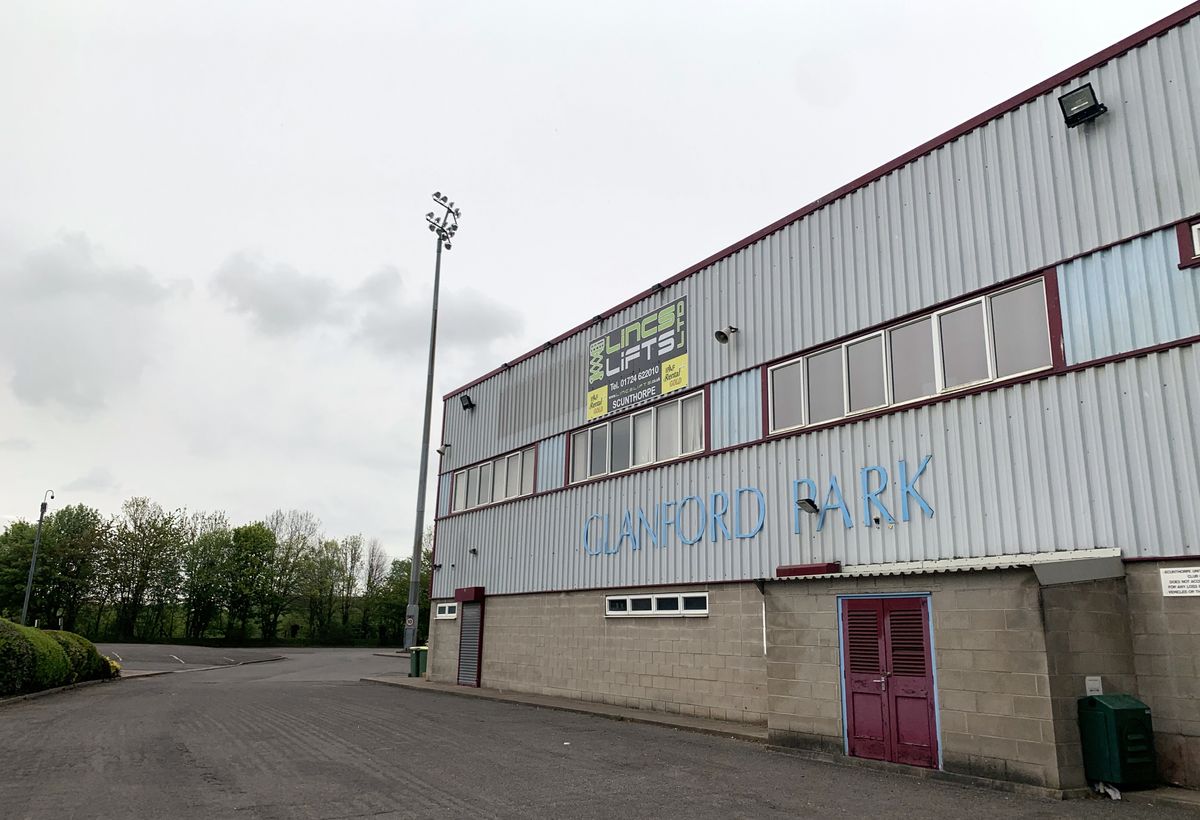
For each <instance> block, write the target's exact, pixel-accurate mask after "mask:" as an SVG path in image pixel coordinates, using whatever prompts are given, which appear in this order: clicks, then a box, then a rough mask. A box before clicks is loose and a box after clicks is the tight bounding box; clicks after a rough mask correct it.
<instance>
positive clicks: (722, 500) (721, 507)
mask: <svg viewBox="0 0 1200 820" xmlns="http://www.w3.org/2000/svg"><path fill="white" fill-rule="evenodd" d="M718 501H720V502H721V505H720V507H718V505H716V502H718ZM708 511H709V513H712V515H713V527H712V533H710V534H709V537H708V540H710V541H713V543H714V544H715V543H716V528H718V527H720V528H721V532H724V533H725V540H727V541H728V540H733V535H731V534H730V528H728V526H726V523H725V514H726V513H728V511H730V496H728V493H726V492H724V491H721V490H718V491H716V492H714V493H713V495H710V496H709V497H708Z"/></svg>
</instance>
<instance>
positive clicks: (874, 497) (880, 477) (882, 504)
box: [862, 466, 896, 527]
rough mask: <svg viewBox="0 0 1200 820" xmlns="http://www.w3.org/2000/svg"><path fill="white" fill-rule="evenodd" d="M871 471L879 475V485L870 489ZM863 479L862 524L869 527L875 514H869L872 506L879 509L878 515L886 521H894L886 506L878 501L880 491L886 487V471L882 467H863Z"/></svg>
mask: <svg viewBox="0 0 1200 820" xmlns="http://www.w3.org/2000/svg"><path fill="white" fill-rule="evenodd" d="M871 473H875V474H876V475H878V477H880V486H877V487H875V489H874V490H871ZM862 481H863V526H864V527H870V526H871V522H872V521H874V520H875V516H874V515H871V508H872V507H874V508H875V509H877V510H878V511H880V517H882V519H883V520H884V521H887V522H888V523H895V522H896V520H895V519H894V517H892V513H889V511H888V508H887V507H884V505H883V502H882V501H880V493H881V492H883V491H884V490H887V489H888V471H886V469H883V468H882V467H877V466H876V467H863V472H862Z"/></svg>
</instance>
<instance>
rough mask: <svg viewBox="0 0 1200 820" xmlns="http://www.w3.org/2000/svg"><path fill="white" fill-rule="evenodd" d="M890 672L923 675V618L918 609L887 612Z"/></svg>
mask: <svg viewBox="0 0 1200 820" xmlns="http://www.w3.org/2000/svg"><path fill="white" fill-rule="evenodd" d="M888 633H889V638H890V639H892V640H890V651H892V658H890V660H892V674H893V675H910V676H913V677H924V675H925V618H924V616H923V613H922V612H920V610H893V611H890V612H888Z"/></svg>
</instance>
-=-=-
Instructions for the task:
Transcribe every line of the records above verbatim, omitting the pictures from your answer.

Solution to the problem:
For each <instance> block, write the target's exact, pixel-accurate mask after "mask:" as an SVG path in image pixel coordinates, using whatever prompts are given, which appear in this order: clicks, then a box, then a rough mask. A box before clicks is loose and a box after clicks is the tight bounding box; clicks after a rough mask correct it.
<instance>
positive clicks: (722, 500) (721, 507)
mask: <svg viewBox="0 0 1200 820" xmlns="http://www.w3.org/2000/svg"><path fill="white" fill-rule="evenodd" d="M718 501H720V502H721V505H720V507H718V505H716V502H718ZM708 511H709V513H712V515H713V527H712V533H710V534H709V537H708V540H710V541H713V543H714V544H715V543H716V528H718V527H720V528H721V532H724V533H725V540H727V541H728V540H733V535H731V534H730V528H728V526H726V523H725V514H726V513H728V511H730V496H728V493H726V492H724V491H721V490H718V491H716V492H714V493H713V495H710V496H709V497H708Z"/></svg>
</instance>
<instance>
positive clicks: (874, 497) (880, 477) (882, 504)
box: [862, 466, 896, 527]
rough mask: <svg viewBox="0 0 1200 820" xmlns="http://www.w3.org/2000/svg"><path fill="white" fill-rule="evenodd" d="M871 471L879 475V485L870 489ZM863 479L862 524L869 527L875 514H869L872 506L879 509L878 515L886 521H894L886 506L878 501L880 491L886 487V471L882 467H863Z"/></svg>
mask: <svg viewBox="0 0 1200 820" xmlns="http://www.w3.org/2000/svg"><path fill="white" fill-rule="evenodd" d="M871 473H875V474H876V475H878V477H880V486H877V487H875V489H874V490H871ZM862 481H863V526H864V527H870V526H871V522H872V521H874V520H875V516H874V515H871V508H872V507H874V508H875V509H877V510H878V511H880V517H882V519H883V520H884V521H887V522H888V523H895V522H896V520H895V519H894V517H892V513H889V511H888V508H887V507H884V505H883V502H882V501H880V493H881V492H883V491H884V490H887V489H888V471H886V469H883V468H882V467H877V466H876V467H863V472H862Z"/></svg>
</instance>
<instance>
rough mask: <svg viewBox="0 0 1200 820" xmlns="http://www.w3.org/2000/svg"><path fill="white" fill-rule="evenodd" d="M890 672L923 675V618L918 609L887 612Z"/></svg>
mask: <svg viewBox="0 0 1200 820" xmlns="http://www.w3.org/2000/svg"><path fill="white" fill-rule="evenodd" d="M888 633H889V638H890V639H892V640H890V651H892V658H890V660H892V674H893V675H910V676H913V677H924V675H925V618H924V616H923V613H922V612H920V610H893V611H890V612H888Z"/></svg>
</instance>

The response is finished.